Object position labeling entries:
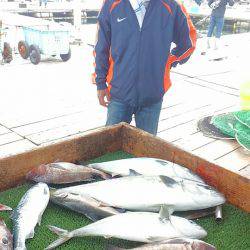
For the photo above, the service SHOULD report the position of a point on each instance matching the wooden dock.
(53, 101)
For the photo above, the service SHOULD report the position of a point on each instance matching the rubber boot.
(217, 43)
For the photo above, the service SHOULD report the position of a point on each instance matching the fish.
(63, 173)
(5, 208)
(28, 213)
(145, 227)
(148, 193)
(173, 244)
(83, 204)
(6, 239)
(146, 166)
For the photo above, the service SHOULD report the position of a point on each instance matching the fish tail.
(5, 208)
(111, 247)
(64, 236)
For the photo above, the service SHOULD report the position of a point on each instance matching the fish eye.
(5, 241)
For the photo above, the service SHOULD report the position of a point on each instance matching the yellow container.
(245, 96)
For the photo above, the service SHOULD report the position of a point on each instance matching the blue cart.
(44, 40)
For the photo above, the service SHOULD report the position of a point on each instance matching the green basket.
(225, 123)
(243, 117)
(235, 124)
(242, 135)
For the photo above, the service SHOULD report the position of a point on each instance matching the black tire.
(66, 57)
(7, 53)
(35, 56)
(23, 49)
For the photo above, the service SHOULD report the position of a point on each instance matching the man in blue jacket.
(133, 57)
(217, 19)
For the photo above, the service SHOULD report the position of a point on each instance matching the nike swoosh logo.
(121, 19)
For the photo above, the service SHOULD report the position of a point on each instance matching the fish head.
(188, 228)
(201, 245)
(6, 240)
(42, 189)
(210, 195)
(58, 197)
(203, 194)
(38, 173)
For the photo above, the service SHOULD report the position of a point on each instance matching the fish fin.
(132, 172)
(107, 237)
(111, 247)
(119, 210)
(156, 239)
(102, 204)
(177, 241)
(165, 212)
(31, 234)
(12, 215)
(63, 234)
(40, 219)
(5, 208)
(170, 182)
(57, 166)
(57, 243)
(113, 175)
(57, 230)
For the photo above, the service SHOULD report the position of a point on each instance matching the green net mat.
(225, 123)
(243, 117)
(242, 135)
(230, 234)
(236, 124)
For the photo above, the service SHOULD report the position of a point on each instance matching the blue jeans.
(146, 118)
(218, 23)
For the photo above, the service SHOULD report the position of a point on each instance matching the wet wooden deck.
(54, 101)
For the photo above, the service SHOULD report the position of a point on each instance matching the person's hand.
(103, 97)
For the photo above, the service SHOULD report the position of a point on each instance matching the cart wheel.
(66, 57)
(7, 53)
(23, 49)
(35, 56)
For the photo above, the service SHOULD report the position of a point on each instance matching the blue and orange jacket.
(135, 62)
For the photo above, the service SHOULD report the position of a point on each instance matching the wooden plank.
(212, 86)
(216, 149)
(236, 160)
(178, 132)
(65, 131)
(180, 109)
(56, 123)
(4, 130)
(194, 141)
(16, 147)
(245, 171)
(234, 186)
(9, 137)
(89, 146)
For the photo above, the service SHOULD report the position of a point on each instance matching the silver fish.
(174, 244)
(5, 208)
(148, 193)
(6, 240)
(135, 226)
(146, 166)
(63, 172)
(28, 213)
(83, 204)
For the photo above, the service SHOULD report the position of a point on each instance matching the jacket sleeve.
(184, 36)
(102, 47)
(210, 2)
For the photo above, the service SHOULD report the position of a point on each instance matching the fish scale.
(28, 213)
(148, 193)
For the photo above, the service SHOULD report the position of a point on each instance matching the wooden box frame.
(124, 137)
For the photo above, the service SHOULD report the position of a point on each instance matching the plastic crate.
(49, 42)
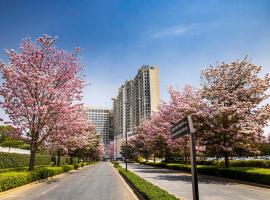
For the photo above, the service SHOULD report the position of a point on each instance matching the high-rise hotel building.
(102, 119)
(136, 99)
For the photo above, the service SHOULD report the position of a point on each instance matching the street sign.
(182, 128)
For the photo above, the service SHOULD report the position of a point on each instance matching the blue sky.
(118, 36)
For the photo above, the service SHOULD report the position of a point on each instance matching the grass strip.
(249, 174)
(146, 189)
(12, 179)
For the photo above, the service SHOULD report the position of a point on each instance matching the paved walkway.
(179, 184)
(96, 182)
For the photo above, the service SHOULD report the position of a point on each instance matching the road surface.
(179, 184)
(96, 182)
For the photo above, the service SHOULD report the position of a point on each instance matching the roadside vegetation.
(146, 189)
(12, 179)
(249, 174)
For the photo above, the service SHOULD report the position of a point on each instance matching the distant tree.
(234, 117)
(40, 85)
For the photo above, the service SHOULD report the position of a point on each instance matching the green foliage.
(10, 180)
(76, 165)
(250, 174)
(67, 168)
(6, 140)
(146, 189)
(235, 163)
(14, 160)
(246, 163)
(265, 148)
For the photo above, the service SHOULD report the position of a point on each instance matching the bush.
(250, 174)
(146, 189)
(14, 160)
(76, 165)
(246, 163)
(67, 168)
(10, 180)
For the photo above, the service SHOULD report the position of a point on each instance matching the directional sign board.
(180, 129)
(185, 127)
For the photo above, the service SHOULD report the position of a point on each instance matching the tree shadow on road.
(188, 179)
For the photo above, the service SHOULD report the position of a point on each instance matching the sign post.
(182, 128)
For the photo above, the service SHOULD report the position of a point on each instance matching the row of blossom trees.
(228, 111)
(41, 90)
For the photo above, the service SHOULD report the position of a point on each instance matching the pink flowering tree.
(40, 84)
(111, 148)
(73, 132)
(235, 115)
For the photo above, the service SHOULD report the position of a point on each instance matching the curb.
(34, 184)
(132, 189)
(216, 177)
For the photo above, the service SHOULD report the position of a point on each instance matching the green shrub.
(67, 168)
(146, 189)
(250, 174)
(76, 166)
(246, 163)
(14, 160)
(10, 180)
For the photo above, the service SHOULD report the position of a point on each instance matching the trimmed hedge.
(9, 180)
(250, 174)
(14, 160)
(67, 168)
(145, 188)
(234, 163)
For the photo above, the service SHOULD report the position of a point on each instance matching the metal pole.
(116, 147)
(195, 189)
(126, 151)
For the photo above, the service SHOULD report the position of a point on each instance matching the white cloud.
(171, 31)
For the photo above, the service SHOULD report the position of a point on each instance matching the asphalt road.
(179, 184)
(96, 182)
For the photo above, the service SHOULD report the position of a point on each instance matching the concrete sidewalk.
(179, 184)
(96, 182)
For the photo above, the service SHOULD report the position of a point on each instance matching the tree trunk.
(33, 150)
(226, 157)
(58, 158)
(71, 159)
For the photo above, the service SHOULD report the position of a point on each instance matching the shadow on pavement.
(187, 179)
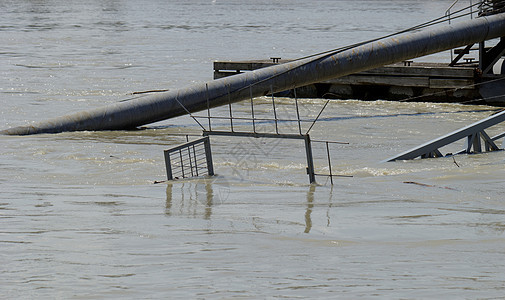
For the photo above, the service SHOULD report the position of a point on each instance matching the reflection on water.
(310, 205)
(195, 197)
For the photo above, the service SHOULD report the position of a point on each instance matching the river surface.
(81, 217)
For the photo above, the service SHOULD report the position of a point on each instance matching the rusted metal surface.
(153, 108)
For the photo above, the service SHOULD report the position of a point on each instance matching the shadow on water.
(195, 197)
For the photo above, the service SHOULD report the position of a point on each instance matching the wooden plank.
(435, 71)
(382, 80)
(451, 84)
(221, 74)
(416, 69)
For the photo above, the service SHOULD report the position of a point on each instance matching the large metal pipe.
(153, 108)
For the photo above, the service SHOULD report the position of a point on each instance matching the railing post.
(168, 165)
(208, 156)
(310, 159)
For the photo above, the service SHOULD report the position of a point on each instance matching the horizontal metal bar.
(255, 134)
(255, 119)
(497, 137)
(330, 142)
(186, 145)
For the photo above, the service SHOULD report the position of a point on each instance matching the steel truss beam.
(473, 133)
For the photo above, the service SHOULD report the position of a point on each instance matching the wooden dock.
(406, 81)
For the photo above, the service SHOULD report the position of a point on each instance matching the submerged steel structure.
(153, 108)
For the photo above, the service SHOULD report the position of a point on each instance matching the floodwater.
(80, 215)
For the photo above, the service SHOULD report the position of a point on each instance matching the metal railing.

* Given instruction *
Quote each line of the listing exactly, but leave the pictures out.

* Expected answer *
For the photo above, the service SHOULD report the position of a point on each instance matching the wooden dock.
(53, 101)
For the photo above, the service SHOULD report the position of a point on each instance matching the rubber boot.
(217, 43)
For the photo above, the service SHOULD report the position of a point on each instance matching the fish.
(63, 173)
(5, 208)
(28, 213)
(145, 227)
(148, 193)
(173, 244)
(83, 204)
(6, 239)
(146, 166)
For the photo above, the service SHOULD report the position of a point on each instance matching the fish tail.
(5, 208)
(111, 247)
(64, 236)
For the photo above, the service SHOULD report the position of a point on each instance matching the fish eye.
(5, 241)
For the photo above, the service SHOULD report the position of a point on each instance matching the yellow container.
(245, 96)
For the photo above, the service SHOULD report the position of a point on each instance matching the blue cart.
(44, 40)
For the photo above, the service SHOULD report the position of a point on each instance matching the green basket.
(225, 123)
(243, 117)
(235, 124)
(242, 135)
For the photo above, the service SHOULD report the position of a point on each instance matching the black tire.
(66, 57)
(7, 53)
(35, 56)
(23, 49)
For the photo above, the service SHOULD report the position of a point on each instance matching the man in blue jacket.
(133, 57)
(217, 19)
For the photo above, the service SHOULD report the position of a point on each instance matching the nike swoosh logo.
(121, 19)
For the photo above, the service SHOULD report the position of a point on each instance matching the fish head.
(188, 228)
(201, 245)
(6, 240)
(42, 189)
(210, 195)
(58, 197)
(203, 194)
(38, 173)
For the photo above, the service SHOULD report the position of a point on each instance matching the fish fin.
(132, 172)
(107, 237)
(111, 247)
(119, 210)
(156, 239)
(102, 204)
(177, 241)
(165, 212)
(31, 234)
(12, 215)
(63, 234)
(40, 219)
(5, 208)
(170, 182)
(57, 166)
(57, 243)
(113, 175)
(57, 230)
For the photo above, the service SHOULD report the position of a point on each instance matching the green net mat.
(225, 123)
(243, 117)
(242, 135)
(230, 234)
(236, 124)
For the photo above, the service SHOULD report the position of a point on each instance matching the blue jeans.
(146, 118)
(218, 23)
For the photo above, the service SHOULD report the position of a point on each instance matching the wet wooden deck.
(54, 101)
For the photo above, the service SHOULD report the position of a point on each instance matching the person's hand.
(103, 97)
For the photo above, the service SHOULD report the position of a point on each instance matching the cart wheel.
(66, 57)
(7, 53)
(23, 49)
(35, 56)
For the photo above, the service SHOULD report the position of a point on each instance matching the blue and orange jacket.
(135, 62)
For the photo above, the service SHOULD report the position of a point on each instance matching the wooden plank.
(212, 86)
(216, 149)
(236, 160)
(178, 132)
(65, 131)
(180, 109)
(56, 123)
(4, 130)
(194, 141)
(16, 147)
(245, 171)
(234, 186)
(9, 137)
(89, 146)
For the photo above, the service SHOULD report the position of a point on each instance matching the silver fish.
(174, 244)
(5, 208)
(148, 193)
(6, 240)
(135, 226)
(146, 166)
(63, 172)
(28, 213)
(83, 204)
For the photo above, the service SHOULD report the position of a point on each instance matching the jacket sleeve.
(184, 36)
(102, 47)
(210, 2)
For the photo above, the service SHOULD report the position of a point on each instance matching the fish scale.
(28, 213)
(148, 193)
For the photo above, the service SHOULD report the position of a point on each instance matching the wooden box frame.
(124, 137)
For the photo above, the service SHOULD report the position of a point on each instance matching the plastic crate.
(49, 42)
For the photo above, the service SHOULD report the position of a point on each instance matching the high-rise hotel building.
(102, 119)
(136, 99)
For the photo above, the service SHOULD report the position of a point on each instance matching the street sign.
(182, 128)
For the photo above, the service SHOULD report the position of a point on each instance matching the blue sky.
(118, 36)
For the photo above, the service SHOULD report the position of a point on each instance matching the grass strip.
(249, 174)
(146, 189)
(12, 179)
For the photo above, the service SHOULD report the position of a point on each instance matching the paved walkway.
(179, 184)
(96, 182)
For the photo above, the service SHOULD report the position of a point on each instance matching the road surface.
(179, 184)
(96, 182)
For the photo above, the service SHOULD report the position of a point on each instance matching the roadside vegetation.
(146, 189)
(12, 179)
(249, 174)
For the photo above, the service SHOULD report the position of a point on each instance matching the distant tree.
(234, 117)
(40, 85)
For the photo above, the service SHOULD report the position of a point on each instance matching the green foliage.
(10, 180)
(76, 165)
(250, 174)
(67, 168)
(6, 140)
(146, 189)
(235, 163)
(14, 160)
(246, 163)
(265, 148)
For the photo above, the service SHOULD report the position of a point on each instance matching the bush.
(250, 174)
(146, 189)
(14, 160)
(76, 165)
(246, 163)
(67, 168)
(10, 180)
For the photo above, the service SHOULD report the position of a point on each instance matching the directional sign board.
(180, 129)
(185, 127)
For the photo above, the service SHOULD report the position of a point on each instance matching the tree shadow on road.
(188, 179)
For the photo above, the service SHOULD report the position of a point on each instance matching the sign post.
(182, 128)
For the photo above, the service SHOULD report the position of a point on each instance matching the row of blossom trees.
(228, 111)
(41, 90)
For the photo above, the service SHOULD report the position of a point on each instance matching the pink flowering tree.
(40, 84)
(111, 148)
(73, 132)
(235, 115)
For the photo above, the service SHOULD report the position of a point on each instance matching the curb.
(34, 184)
(132, 189)
(216, 177)
For the photo above, the service SHOULD report the position of a point on each instance matching the green shrub.
(67, 168)
(146, 189)
(250, 174)
(76, 166)
(246, 163)
(14, 160)
(10, 180)
For the photo above, the service SHOULD report the position of a point on each instance matching the trimmed hedge.
(9, 180)
(250, 174)
(14, 160)
(67, 168)
(145, 188)
(234, 163)
For the photo above, the service SHOULD report the position of a point on each instance matching the metal pole.
(116, 147)
(195, 189)
(126, 151)
For the photo above, the service SHOULD report the position of a point on each instance matching the white cloud.
(171, 31)
For the photo above, the service SHOULD report the position of a point on each instance matching the asphalt road.
(179, 184)
(96, 182)
For the photo above, the service SHOULD report the position of a point on each instance matching the concrete sidewalk.
(179, 184)
(96, 182)
For the photo above, the service SHOULD report the position of a point on each instance matching the tree trunk.
(33, 150)
(226, 157)
(58, 158)
(71, 159)
For the photo above, the service SHOULD report the position of a point on each instance matching the shadow on pavement.
(187, 179)
For the photo above, the service SHOULD report the position of a point on each instance matching the reflection on water.
(310, 205)
(195, 197)
For the photo above, the service SHOULD report the position of a point on each instance matching the river surface.
(81, 217)
For the photo above, the service SHOULD report the position of a point on each instance matching the rusted metal surface.
(153, 108)
For the photo above, the service SHOULD report the position of a point on each instance matching the shadow on water.
(195, 197)
For the photo above, the service SHOULD report the position of a point on each instance matching the wooden plank.
(435, 71)
(382, 80)
(451, 84)
(221, 74)
(416, 69)
For the photo above, the service SHOULD report the position of a point on each instance matching the large metal pipe.
(153, 108)
For the photo above, the service SHOULD report the position of a point on each instance matching the railing post.
(168, 165)
(208, 156)
(310, 159)
For the photo above, the service SHOULD report the position of a point on each instance matching the horizontal metal bar.
(255, 134)
(255, 119)
(497, 137)
(330, 142)
(186, 145)
For the photo above, the service SHOULD report the position of a point on each instance matching the steel truss beam.
(473, 133)
For the photo above, the service SHOULD report the position of a point on each instance matching the wooden dock.
(406, 81)
For the photo above, the service SHOULD report the position of a point on each instance matching the submerged steel structure.
(153, 108)
For the photo above, the service SHOULD report the position of a point on each instance matching the floodwater.
(80, 215)
For the photo above, the service SHOULD report the position of a point on each instance matching the metal railing.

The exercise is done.